Give the entries below again exactly. Their pictures are not needed.

** Records provided follows **

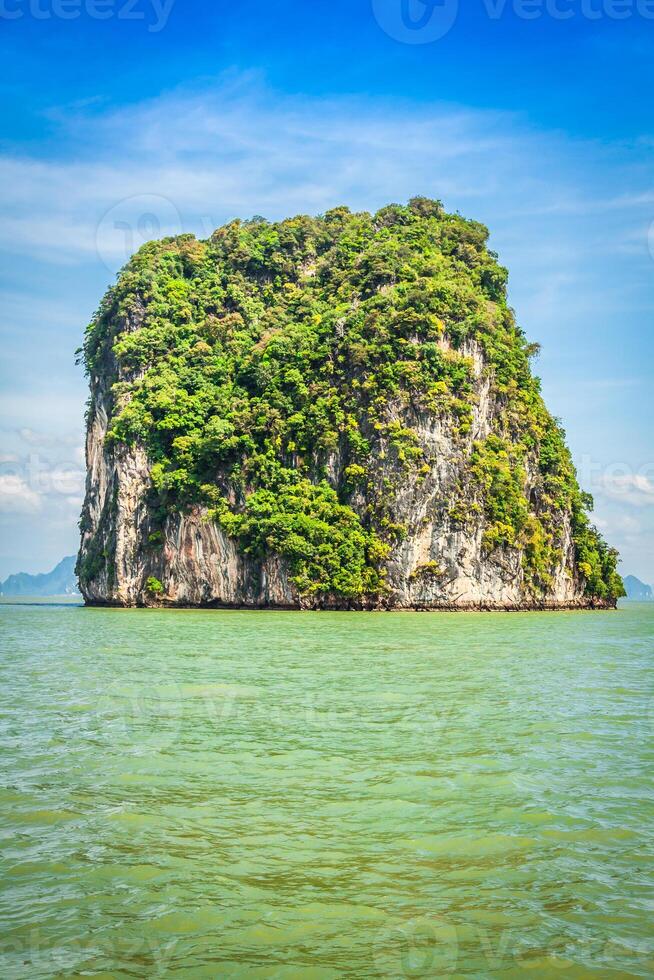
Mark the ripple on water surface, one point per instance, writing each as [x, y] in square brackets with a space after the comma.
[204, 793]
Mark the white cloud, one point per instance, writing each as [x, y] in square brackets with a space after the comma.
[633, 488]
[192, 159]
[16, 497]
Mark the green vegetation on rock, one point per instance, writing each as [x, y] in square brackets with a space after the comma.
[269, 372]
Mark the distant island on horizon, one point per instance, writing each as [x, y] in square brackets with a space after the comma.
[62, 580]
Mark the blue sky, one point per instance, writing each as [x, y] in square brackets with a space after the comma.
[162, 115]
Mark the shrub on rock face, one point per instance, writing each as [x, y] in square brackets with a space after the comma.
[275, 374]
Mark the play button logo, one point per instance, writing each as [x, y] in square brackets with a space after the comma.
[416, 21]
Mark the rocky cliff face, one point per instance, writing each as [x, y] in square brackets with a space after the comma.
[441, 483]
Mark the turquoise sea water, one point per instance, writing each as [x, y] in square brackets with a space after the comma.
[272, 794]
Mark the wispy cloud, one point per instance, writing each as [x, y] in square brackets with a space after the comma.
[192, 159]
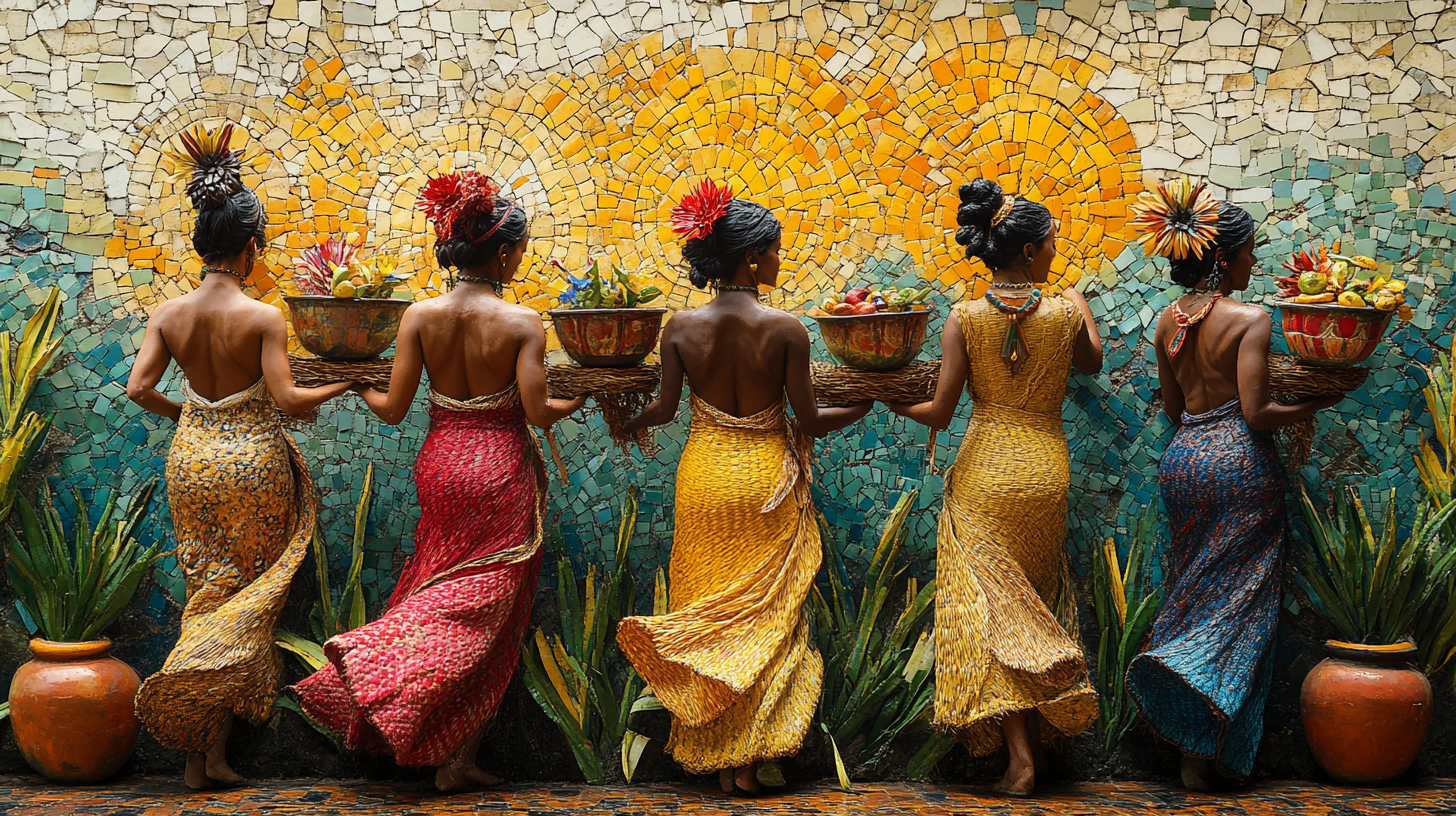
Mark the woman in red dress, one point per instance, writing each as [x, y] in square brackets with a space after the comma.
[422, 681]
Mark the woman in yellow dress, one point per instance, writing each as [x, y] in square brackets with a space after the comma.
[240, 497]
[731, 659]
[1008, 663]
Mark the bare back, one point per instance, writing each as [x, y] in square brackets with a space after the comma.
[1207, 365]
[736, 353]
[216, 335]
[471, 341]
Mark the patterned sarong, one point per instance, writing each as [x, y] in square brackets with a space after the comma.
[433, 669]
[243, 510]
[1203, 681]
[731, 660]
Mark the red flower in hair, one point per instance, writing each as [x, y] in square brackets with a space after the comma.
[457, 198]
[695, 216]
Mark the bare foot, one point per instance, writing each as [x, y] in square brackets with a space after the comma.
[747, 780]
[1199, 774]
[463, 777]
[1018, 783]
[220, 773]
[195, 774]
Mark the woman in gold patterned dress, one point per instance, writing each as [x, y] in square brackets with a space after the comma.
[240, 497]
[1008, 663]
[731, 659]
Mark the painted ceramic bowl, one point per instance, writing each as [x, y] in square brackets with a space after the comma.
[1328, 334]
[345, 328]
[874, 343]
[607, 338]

** End of Records provided **

Solution below:
Mark the ripple on water surface, one point per instance, writing each as [x, y] in square brackets with a space after the comma.
[204, 793]
Mark the white cloud, one point per instance, writing each as [x, y] in square brackets with a space after the comma.
[633, 488]
[192, 159]
[16, 497]
Mark the green vegetation on rock, one point per instance, writing each as [x, y] in square brackets with a space after the comma.
[269, 372]
Mark the distant island on horizon, one point per instance, writing each as [x, y] in square brackets with a space after the comma.
[62, 580]
Mark the blue sky, one point per instance, writing each as [x, y] in square brackets with a space after the comma.
[162, 115]
Mark the shrub on rock face, one point per instance, writing each as [x, y] in square brackets with a space after the comma.
[275, 374]
Mark the play button logo, one point per instance, writing each as [x, y] in square brackets with a space after the comma.
[416, 21]
Mark the rocky cliff face, one point per instance, writing each as [x, y] in square brackets with a space after the comma.
[441, 483]
Mark the turquoise sea water, one point per instance, writing each as [x, y] in square brackets with a space after the comma.
[272, 794]
Mark the wispy cloud, one point per instance, writing each as [x, y] in square brackets with a space after the comma.
[192, 159]
Mark the woman in red dress, one point per instance, writing each as [x, y] in square brackets with a space after the comma.
[422, 681]
Mark the woman in yellow dress, one point per instance, writing each as [x, y] in square brackets with a space after the comma.
[240, 497]
[731, 659]
[1008, 663]
Mark the bare back, one point per instance, writing each as [x, y] in square brackets with a space after the comma.
[1207, 365]
[736, 353]
[216, 335]
[471, 341]
Mark the patterned sarong, one point per instance, writing each as [x, y] in square brackets with a space after the comma.
[433, 669]
[243, 510]
[1203, 681]
[731, 660]
Mark the red flower in hair, one point per instance, writing each as [x, y] in square brackets with a space after the comma.
[457, 198]
[695, 216]
Mark the bare foot, one point per instance, writing each as [x, y] in square brackets with a space after the comma.
[747, 780]
[1199, 774]
[463, 777]
[1018, 783]
[220, 773]
[195, 774]
Mark the woman in gold patterned dress, one point per instance, writing each as [x, y] in square brackets with a space after the comma.
[240, 497]
[1008, 663]
[731, 659]
Mark the painted ceramic bowl, one point per instance, writing each as [x, y] in square brackets with a space after the comma.
[1328, 334]
[345, 328]
[874, 343]
[607, 338]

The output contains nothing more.